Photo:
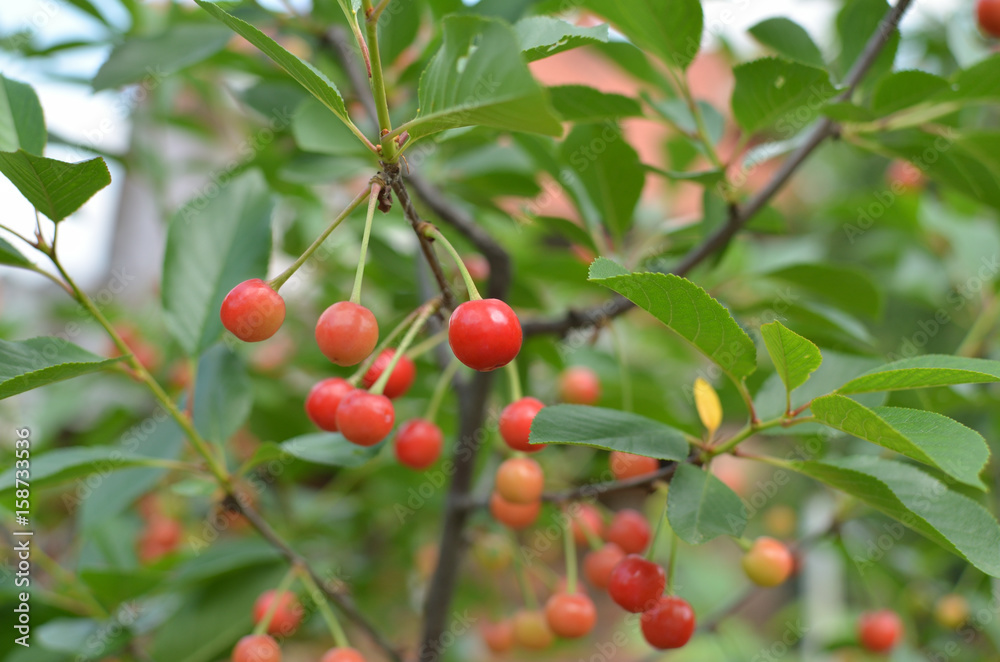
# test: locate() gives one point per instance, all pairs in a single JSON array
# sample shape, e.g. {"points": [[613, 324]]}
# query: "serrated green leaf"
{"points": [[919, 501], [609, 429], [701, 507], [778, 94], [477, 77], [30, 364], [543, 36], [686, 309], [611, 174], [213, 245], [22, 123], [902, 89], [304, 73], [54, 188], [847, 288], [12, 257], [330, 449], [668, 29], [789, 39], [924, 371], [223, 394], [151, 59], [921, 435], [794, 357], [581, 104], [64, 464]]}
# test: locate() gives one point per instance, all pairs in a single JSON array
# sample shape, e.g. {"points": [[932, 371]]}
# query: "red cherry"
{"points": [[515, 424], [520, 480], [630, 531], [256, 648], [346, 333], [626, 465], [636, 583], [324, 399], [365, 418], [579, 386], [768, 562], [514, 515], [570, 615], [669, 623], [287, 615], [879, 631], [484, 334], [252, 311], [342, 655], [499, 637], [531, 630], [418, 443], [401, 378], [988, 12], [587, 518], [597, 565]]}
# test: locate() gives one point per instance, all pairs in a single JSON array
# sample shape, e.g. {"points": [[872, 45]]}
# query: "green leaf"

OBJECTIVE: Set the pictures aside and transcribe the data above exactly.

EXPECTED ANSWER:
Photo:
# test: locate() gives one point per instance, all pairs in a single JSON array
# sample shape, e.g. {"points": [[613, 324]]}
# query: "serrated green leaf"
{"points": [[919, 501], [609, 429], [701, 507], [778, 94], [477, 77], [30, 364], [543, 36], [686, 309], [611, 174], [213, 245], [22, 123], [902, 89], [304, 73], [54, 188], [847, 288], [12, 257], [330, 449], [668, 29], [789, 39], [924, 371], [223, 394], [151, 59], [921, 435], [794, 357], [581, 104], [64, 464]]}
# test: locate() gives one point per instance, all pairs in a single JSON array
# sample shape, e.g. {"points": [[932, 371]]}
# query: "red cherry"
{"points": [[515, 424], [520, 480], [630, 531], [256, 648], [346, 333], [626, 465], [636, 583], [324, 399], [365, 418], [579, 386], [768, 562], [514, 515], [570, 615], [669, 623], [287, 615], [879, 631], [484, 334], [252, 311], [342, 655], [499, 637], [531, 630], [418, 443], [401, 378], [988, 12], [587, 518], [597, 565]]}
# test: locate() gives one point per instance, all pairs in a single JSON array
# sample shape, e.g. {"points": [[872, 45]]}
# query: "green leaf"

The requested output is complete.